Supplied data Block Start

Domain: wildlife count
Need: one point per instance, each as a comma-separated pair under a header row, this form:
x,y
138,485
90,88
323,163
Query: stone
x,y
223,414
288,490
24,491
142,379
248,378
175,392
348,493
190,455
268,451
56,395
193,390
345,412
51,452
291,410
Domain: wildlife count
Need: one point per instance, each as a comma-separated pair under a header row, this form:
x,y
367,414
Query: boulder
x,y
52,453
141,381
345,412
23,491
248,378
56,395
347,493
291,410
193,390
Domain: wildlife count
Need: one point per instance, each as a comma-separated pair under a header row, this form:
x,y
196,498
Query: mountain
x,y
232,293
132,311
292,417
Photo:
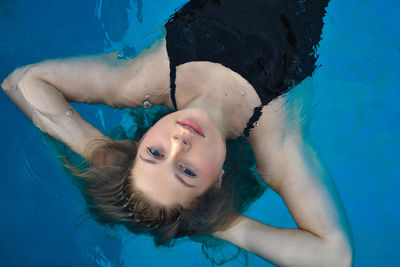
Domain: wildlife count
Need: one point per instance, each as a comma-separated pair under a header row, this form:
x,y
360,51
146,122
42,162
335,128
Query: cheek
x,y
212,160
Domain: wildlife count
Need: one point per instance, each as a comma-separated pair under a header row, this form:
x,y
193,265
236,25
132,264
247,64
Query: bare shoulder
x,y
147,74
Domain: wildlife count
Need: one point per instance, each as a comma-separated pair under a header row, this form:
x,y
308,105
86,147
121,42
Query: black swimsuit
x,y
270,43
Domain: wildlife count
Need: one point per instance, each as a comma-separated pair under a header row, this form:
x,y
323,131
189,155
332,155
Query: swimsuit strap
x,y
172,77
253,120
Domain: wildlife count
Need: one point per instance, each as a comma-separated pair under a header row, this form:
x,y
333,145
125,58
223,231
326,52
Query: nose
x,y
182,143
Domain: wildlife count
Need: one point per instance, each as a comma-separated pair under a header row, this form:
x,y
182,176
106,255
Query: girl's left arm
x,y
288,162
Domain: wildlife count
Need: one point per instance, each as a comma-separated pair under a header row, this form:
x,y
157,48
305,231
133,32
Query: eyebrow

Supplied data Block End

● Exercise: When a record holds a picture, leave that picture out; copy the rest verbatim.

● Solution below:
Domain: wildlife count
Need: one point per instance, each as a comma-separated pair under a header row, this form:
x,y
138,485
90,88
323,163
Query: stone
x,y
223,414
288,490
24,491
142,379
248,378
175,392
348,493
190,455
268,451
56,395
193,390
345,412
51,452
291,410
Domain: wildlife count
Need: one point per instance, each as a comma-separated pair under a header row, this form:
x,y
367,414
Query: boulder
x,y
52,453
141,381
345,412
23,491
248,378
56,395
347,493
291,410
193,390
Domain: wildlife count
Need: one point per instance, each as a comma-separated pair under a header row, this form:
x,y
196,498
Query: mountain
x,y
232,293
132,311
292,417
Photo:
Domain: wildlife count
Need: one point per instance, each as a comma-separated pair under a header row, this form:
x,y
360,51
146,122
42,162
335,128
Query: cheek
x,y
212,160
Domain: wildlife count
Need: one point per instance, each as a comma-separated pair under a header row, this form:
x,y
193,265
236,25
132,264
247,64
Query: bare shoulder
x,y
147,74
Domain: wildlife count
Need: one point per instance, each as a comma-separated pair under a header row, this form:
x,y
308,105
86,147
121,42
Query: black swimsuit
x,y
270,43
Domain: wildlife count
Need: one point per instance, each as a comma-separated pair under a header row, this form:
x,y
323,131
189,155
332,155
Query: swimsuit strap
x,y
172,77
253,120
Domain: wildlife count
Need: one point per instance, each as a comma-separated pair under a header row, this form:
x,y
333,145
125,58
223,231
326,52
Query: nose
x,y
182,143
Domain: wildlife count
Need: one point per instance, each as a comma-separated pair under a header row, this form:
x,y
182,176
106,255
Query: girl's left arm
x,y
288,162
Domain: wildlife count
Need: one point per instance, each as a comma-separated pair under a header row, this form:
x,y
157,48
305,231
133,32
Query: eyebrow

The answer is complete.